*** INFORMATION

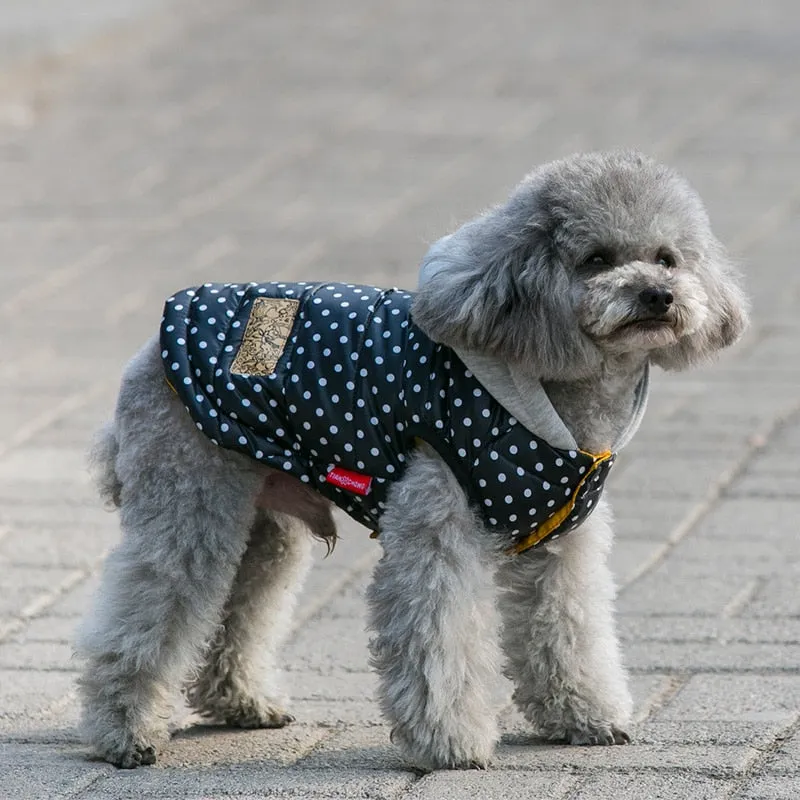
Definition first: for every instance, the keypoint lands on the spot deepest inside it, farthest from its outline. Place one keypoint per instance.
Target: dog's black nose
(656, 301)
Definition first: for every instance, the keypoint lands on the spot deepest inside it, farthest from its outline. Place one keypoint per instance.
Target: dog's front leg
(559, 638)
(432, 610)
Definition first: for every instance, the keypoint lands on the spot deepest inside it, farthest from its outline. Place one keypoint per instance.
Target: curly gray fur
(594, 267)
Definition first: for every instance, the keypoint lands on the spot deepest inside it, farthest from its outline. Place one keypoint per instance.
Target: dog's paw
(599, 735)
(462, 753)
(139, 755)
(253, 714)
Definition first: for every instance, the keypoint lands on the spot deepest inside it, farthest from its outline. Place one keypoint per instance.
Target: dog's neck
(598, 409)
(595, 413)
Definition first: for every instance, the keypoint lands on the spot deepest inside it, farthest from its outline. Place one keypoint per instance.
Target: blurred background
(148, 145)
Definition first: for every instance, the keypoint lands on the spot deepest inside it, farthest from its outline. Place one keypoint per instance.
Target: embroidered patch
(269, 326)
(349, 480)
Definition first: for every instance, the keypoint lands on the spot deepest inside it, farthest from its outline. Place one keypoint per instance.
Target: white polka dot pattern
(356, 383)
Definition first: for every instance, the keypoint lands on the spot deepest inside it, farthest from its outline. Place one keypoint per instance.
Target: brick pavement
(249, 141)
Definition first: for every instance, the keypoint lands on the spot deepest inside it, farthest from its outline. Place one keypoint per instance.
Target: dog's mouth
(646, 332)
(646, 324)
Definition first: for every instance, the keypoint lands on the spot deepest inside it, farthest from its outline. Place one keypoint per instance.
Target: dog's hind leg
(432, 610)
(559, 639)
(186, 509)
(238, 682)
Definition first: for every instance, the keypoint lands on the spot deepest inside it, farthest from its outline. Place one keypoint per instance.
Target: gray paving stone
(521, 785)
(786, 758)
(717, 761)
(663, 593)
(204, 143)
(37, 655)
(661, 786)
(708, 629)
(207, 746)
(252, 780)
(712, 656)
(745, 698)
(770, 787)
(27, 693)
(710, 732)
(46, 771)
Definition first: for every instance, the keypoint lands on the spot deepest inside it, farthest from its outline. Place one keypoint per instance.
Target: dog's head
(591, 257)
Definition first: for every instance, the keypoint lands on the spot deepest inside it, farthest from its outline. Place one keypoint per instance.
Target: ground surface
(147, 147)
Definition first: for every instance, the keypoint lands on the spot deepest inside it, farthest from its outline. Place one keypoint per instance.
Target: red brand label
(350, 481)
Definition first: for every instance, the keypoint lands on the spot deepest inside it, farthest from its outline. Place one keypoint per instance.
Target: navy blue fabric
(356, 383)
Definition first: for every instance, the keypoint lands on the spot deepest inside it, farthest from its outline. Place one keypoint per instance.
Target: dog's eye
(666, 259)
(598, 260)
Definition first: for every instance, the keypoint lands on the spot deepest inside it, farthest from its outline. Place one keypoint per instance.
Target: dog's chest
(335, 385)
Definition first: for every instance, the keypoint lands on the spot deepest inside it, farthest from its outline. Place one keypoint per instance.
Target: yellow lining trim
(549, 525)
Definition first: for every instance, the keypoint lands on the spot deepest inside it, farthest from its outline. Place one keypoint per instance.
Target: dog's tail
(103, 465)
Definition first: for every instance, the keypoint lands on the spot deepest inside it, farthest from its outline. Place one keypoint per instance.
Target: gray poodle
(471, 426)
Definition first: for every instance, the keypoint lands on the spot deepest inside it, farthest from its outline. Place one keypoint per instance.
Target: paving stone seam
(713, 114)
(768, 223)
(46, 600)
(740, 600)
(71, 403)
(763, 756)
(662, 696)
(757, 441)
(344, 579)
(192, 206)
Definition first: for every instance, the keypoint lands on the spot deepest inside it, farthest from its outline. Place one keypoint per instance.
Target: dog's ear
(727, 310)
(496, 287)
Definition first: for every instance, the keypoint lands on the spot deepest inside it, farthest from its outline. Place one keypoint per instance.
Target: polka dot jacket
(334, 384)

******

• [EXERCISE OBJECTIVE]
Every record is to be repeated exactly, and no picture is carried over.

• [WRITTEN SOLUTION]
Definition first: for every instance, the keypoint lands on the spot deepest inside it, farthest from its outline. Place one keypoint per instance.
Target: dog's black nose
(656, 301)
Definition first: for every instance, the keypoint lands on the spot deepest inside it, farthest from its outline. Place one keypoint per instance.
Target: dog's front leg
(559, 638)
(432, 610)
Definition first: for every instance, the keypoint lands on the spot deepest inside it, farthest from its outline. Place one keypoint per instance.
Target: curly gray fur
(594, 267)
Definition first: for every instance, the keypoint lands on the spot deepest inside it, farthest from its outline. Place one keypoint per instance.
Target: dog's paw
(599, 735)
(462, 753)
(139, 755)
(253, 714)
Definition first: for every instance, the keypoint lands on the spot deepest inside it, farthest from its outline. Place one keypoint per instance.
Target: dog's neck
(598, 409)
(595, 413)
Definition first: for every instance, the keypoint lands on the spot deepest inside it, farthest from its outline. Place one keypoint per instance.
Target: blurred background
(148, 145)
Definition first: for every instance, the keypoint lands on the spot deepest inside it, farthest from its outline. Place one keypoint per instance.
Target: embroidered patch
(269, 326)
(349, 480)
Definition first: for every instance, the keypoint lands on the spot deepest inside it, farthest from its outline. Place one keypoint per instance.
Target: white polka dot pattern
(356, 383)
Definition first: for every instance, the keypoint lands on the spot deepest inside it, farthest from its outline. Place one keypoint per instance.
Target: brick pavement
(249, 141)
Definition first: for every instance, the keypoint lands on the spot deepest inside it, farthest from its outline. Place one keypoint per instance.
Target: dog's mouth
(646, 332)
(646, 324)
Definition first: for every instance, the keypoint lands on the spot deepest inside it, farthest from its outline. Place one keypoint per instance.
Target: dog's hind leg
(432, 610)
(559, 639)
(186, 509)
(238, 682)
Definition first: for every instance, the keypoint lands on the spot deepest inside it, farthest from its outline. Place one keypoint per instance.
Target: gray paving stone
(521, 785)
(786, 758)
(717, 761)
(663, 593)
(204, 143)
(37, 655)
(661, 786)
(708, 629)
(207, 746)
(252, 780)
(712, 656)
(745, 698)
(770, 787)
(27, 693)
(710, 732)
(46, 771)
Definition first: for every instance, the keypoint lands on the spot deepest inside it, farthest from its outline. Place one keypoint per instance.
Target: dog's head
(591, 257)
Definition first: for every instance, the keypoint lands on the spot deepest inside it, farthest from its outline. Place one keypoint per instance.
Target: ground surface
(147, 147)
Definition first: for every instance, the keypoint lands on the spot deepest inside it, farthest from its outline. Place one keypoint per instance.
Target: red brand label
(350, 481)
Definition first: for every instance, the keypoint lands on the spot deepest inside it, farthest from its outline. Place one keypoint per instance.
Target: navy blue fabric
(356, 383)
Definition first: for every instance, the keypoint lands on the spot deepest inside it, farthest from its outline. Place one keypoint per instance.
Target: dog's eye
(666, 259)
(598, 260)
Definition first: for every instance, the keypoint lands on the spot deepest inside it, farthest from its outline. Place one keypoint per instance.
Target: dog's chest
(335, 385)
Definition first: for every instance, the keypoint lands on the spot deepest inside it, farthest from its outline. Place one keypoint per instance.
Target: yellow lining trim
(549, 525)
Definition first: for every instance, the keypoint lands on the spot deepest inside it, farthest from its outline. Place one keypoint per instance.
Target: dog's tail
(103, 465)
Definition first: for every instance, the keypoint lands on the spot deepest inside it, farthest from its outline. Place one keypoint per instance.
Target: gray poodle
(471, 426)
Definition first: for every instance, the keypoint lands on the spot deepest inside it, farthest from its outline. Place one keypoint per instance.
Target: paving stone seam
(713, 114)
(768, 223)
(46, 600)
(740, 600)
(71, 403)
(763, 756)
(662, 696)
(757, 441)
(344, 579)
(192, 206)
Definition first: for every instance, the keypoint lands on the spot deepest inside it, farthest from its outline. Place one keypoint per instance.
Target: dog's ear
(727, 310)
(496, 287)
Definition first: for every instance, the keypoint lands on the spot deepest inside it, farthest from its outline. Place one keypoint per instance.
Target: polka dot jacket
(334, 384)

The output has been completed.